Stack them up – serve with your favorite toppings

These Pumpkin Pancakes are delicious on their own ~
I love topping with Yogurt, Granola, Caramelized Apple Slices

and drizzle with Pure Maple Syrup.

See my method: How to cut and cook a pumpkin and whirl it into a puree

To make the most luscious homemade Pumpkin Puree ~ Cut a cooking pumpkin into 4 large wedges; save the seeds if you like to roast in the oven. Place the wedges in a baking pan to fit with 1 inch of water, and cover tightly with foil. Cook at 375 degrees for about 45 minutes until the pumpkin meat is tender.
Cool slightly, cut away the skin and whirl the warm flesh in a food processor.

Rich in vitamins, minerals and antioxidants, pumpkin is incredibly healthy!

Look for “sugar pumpkin” also called “pie pumpkins”, “kabocha squash”; (Japanese pumpkin) they are the best for puree.
Sure, canned pumpkin puree is convenient – yet fresh puree had a thick, velvety texture and a bright flavor.

## INFORMATION SHOWN
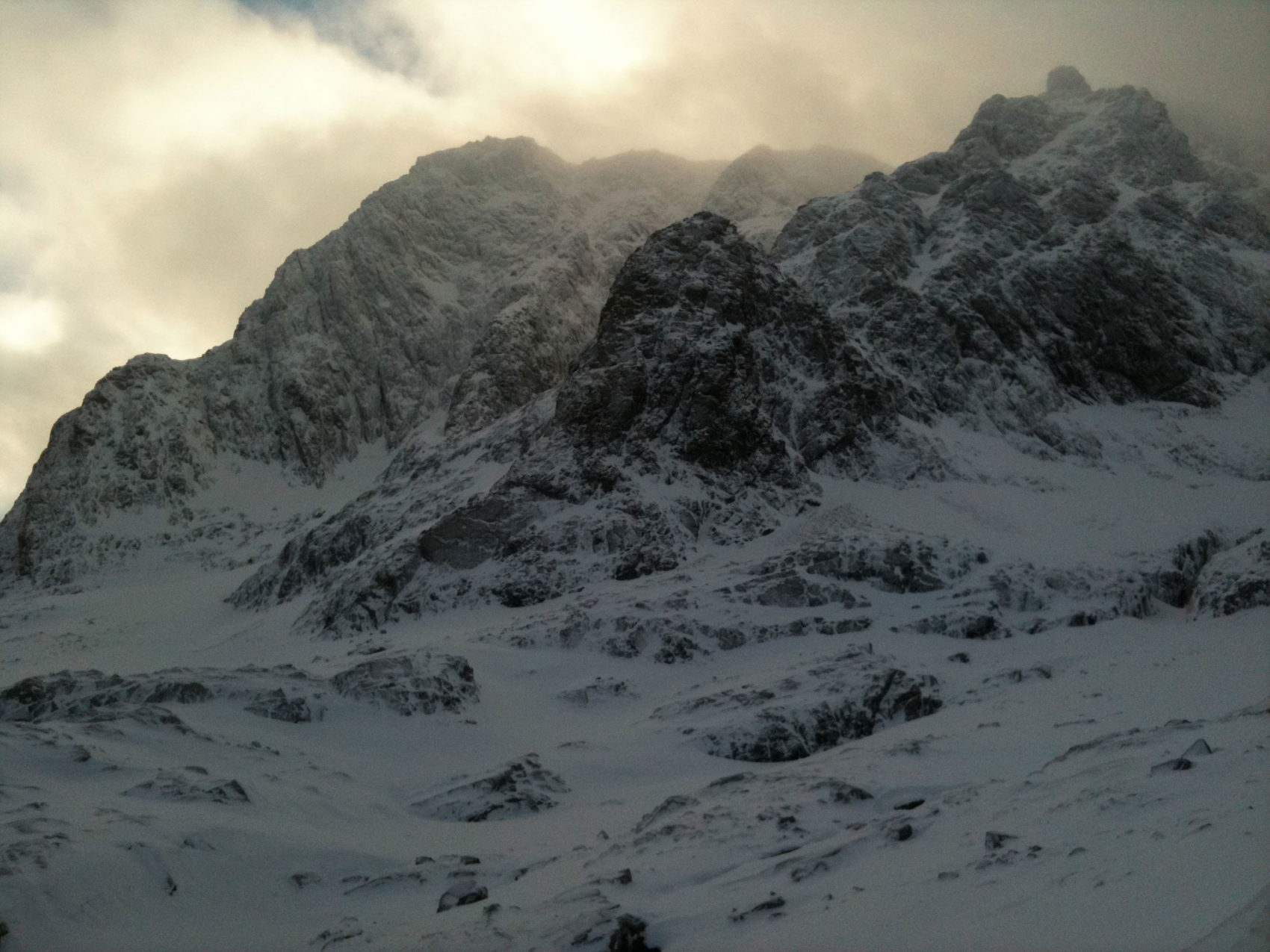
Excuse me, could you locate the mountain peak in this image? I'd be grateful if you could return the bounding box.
[1045,66,1094,96]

## REQUIRED TASKS
(a) Copy the passage of the pumpkin text from "and drizzle with" up to and including "best for puree.".
(b) In the pumpkin text, at what temperature and for about how long are the pumpkin wedges cooked?
(c) Carry on the pumpkin pancake text, starting after its last sentence.

## EXERCISE RESULTS
(a)
and drizzle with Pure Maple Syrup.

See my method: How to cut and cook a pumpkin and whirl it into a puree

To make the most luscious homemade Pumpkin Puree ~ Cut a cooking pumpkin into 4 large wedges; save the seeds if you like to roast in the oven. Place the wedges in a baking pan to fit with 1 inch of water, and cover tightly with foil. Cook at 375 degrees for about 45 minutes until the pumpkin meat is tender.
Cool slightly, cut away the skin and whirl the warm flesh in a food processor.

Rich in vitamins, minerals and antioxidants, pumpkin is incredibly healthy!

Look for “sugar pumpkin” also called “pie pumpkins”, “kabocha squash”; (Japanese pumpkin) they are the best for puree.

(b) At 375 degrees for about 45 minutes.

(c)
Uses for Pumpkin Puree:

  • Pumpkin pie
  • Pumpkin muffins
  • Pumpkin cookies
  • Pumpkin brownies or blondies
  • Pumpkin mousse
  • Pumpkin filling for cakes
  • Pumpkin cheesecake
  • Pumpkin spice bars
  • Pumpkin spiced latte
  • Pumpkin cornbread
  • Pumpkin alfredo sauce
  • Pumpkin quiche
  • A base for a creamy soup (loving with coconut milk with Thai spices)
An easy batter which is stirred together in minutes. Make the Pumpkin Puree ahead of time for a speedy recipe. Use 1/3 cup of batter for uniform sized pancakes.
I love adding fruit to my pancakes! Here is an easy way to
caramelize apple slices – broil them

These Pumpkin Pancakes are fluffy and filled with warm spices.
I’m adding healthy oats – and they replace some flour in typical recipes.
Easy to make vegan as you can choose your type of milk and egg replacement.

Main Ingredients are: Pumpkin Puree (see my recipe to easily make your own!), Eggs, Vanilla, Buttermilk, Oats, Flour, Coconut Palm Sugar and Pumpkin Pie Spice.

Make the whole batch – 12, 5″ pancakes; freeze the one’s you want to save for another time. Or – freeze the batter, defrost and cook the pancakes.

Your toppings are up to you!
I do not add butter on top, yet my favorite combination is:
A dollop of yogurt (sweetened with a bit of honey), caramelized apples, granola and pure maple syrup drizzled over all.

The pancakes are not too sweet, so bring on the maple syrup!

Enjoy the flavors of Fall!
Karen

Also try:
Pumpkin Scones with Pecans, Cranberries and Coconut

You’ll love this granola!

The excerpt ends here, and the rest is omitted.